**KETENTUAN TUGAS:**
a – Menurut berita tentang dialog Noto Malang Raya, di mana acara Rembug Warga tersebut diselenggarakan?
b – Lanjutkan berita tentang dialog Noto Malang Raya mulai dari kalimat terakhirnya.

Dua Mantan Wali Kota Dialog Noto Malang Raya, Ini Pesan Mereka
2 min readMALANG, TABLOIDJAWATIMUR.COM – Potensi Kota Malang, Jawa Timur, dari segala aspek, sangat besar. Tinggal niat pemangku kepentingan, apakah punya keinginan noto Malang atau tidak, supaya kedepan lebih bagus. Kata kuncinya, kolaborasi dengan semuanya, termasuk dengan akademisi.
HAL INI disampaikan mantan Wali Kota Malang periode 2018 – 2023, H. Sutiaji, saat Rembug Warga, Noto Malang Raya, di Fakultas Hukum Universitas Brawijaya, Senin (25/09/2023). Diskusi yang dikemas dalam bentuk dialog publik dan interaktif ini digelar bersamaan dengan Hari Ulang Tahun ke-25 Pusat Pengembangan Otonomi Daerah (PPOTODA) Fakultas Hukum Universitas Brawijaya (FH-UB) Malang.
“Kota Malang memiliki potensi yang besar. Tinggal kemauan dari hati, apakah ingin menata Kota Malang atau tidak. Untuk sejumlah potensi, tinggal kemauannya saja, apakah punya keinginan noto Malang atau tidak, supaya kedepannya lebih bagus lagi. Kata kuncinya, kolaborasi dengan semuanya, termasuk dengan akademisi,” kata Sutiaji.
Menurut Sutiaji, penghayatan terhadap Indonesia Raya harus benar-benar dilakukan, tanpa adanya pembatasan dan tidak dikapling-kapling. “Kadang gini, kita itu kadang geer-an ya. Kita hamba Tuhan, tapi memposisikan diri jadi Tuhan. Menjustifikasi kesana kemari, itu milik saya, dan sebagainya,” pungkasnya.

**INFORMASI YANG DITAMPILKAN:**
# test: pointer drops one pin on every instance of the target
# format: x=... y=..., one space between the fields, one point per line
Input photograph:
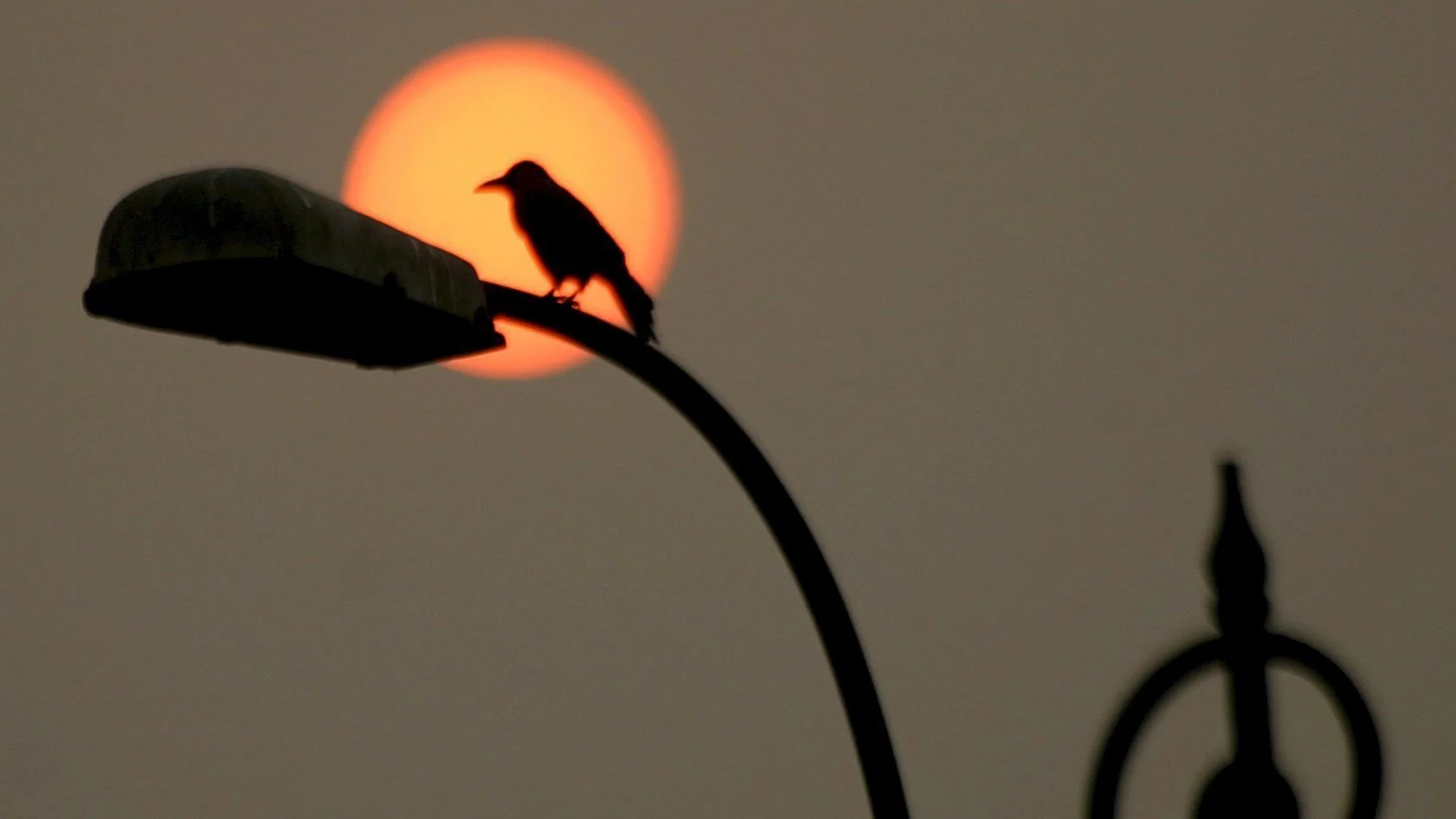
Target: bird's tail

**JAWABAN TUGAS:**
a – Di Fakultas Hukum Universitas Brawijaya.

b –
Sementara itu, mantan Wali Kota Batu 2017-2022, Dewanti Rumpoko, menyampaikan terima kasih atas terselenggaranya acara tersebut. Ia bahkan memberikan masukan agar kedepan jumlah pesertanya ditambah.
“Selain dari birokrasi, teman-teman dewan, institusi, dan komunitas lain, yang langsung berpihak kepada masyarakat, juga dihadirkan, agar masukan dan dialognya bisa lebih gayeng. Penting lagi, Kabupaten Malang, Kota Malang, dan Kota Batu harus dilibatkan semua,” sarannya.
Ketua PPOTODA, Ria Casmi Arrsa, menjelaskan, Rembug Warga Ayo Noto Malang Raya ini sebagai respon terhadap penataan kondisi di Malang Raya. Lebih khusus, di Kota Malang dan Kota Batu. Mengingat, saat ini sedang masa transisi atau kekosongan kepala daerah, sehingga harus digantikan penjabat kepala daerah.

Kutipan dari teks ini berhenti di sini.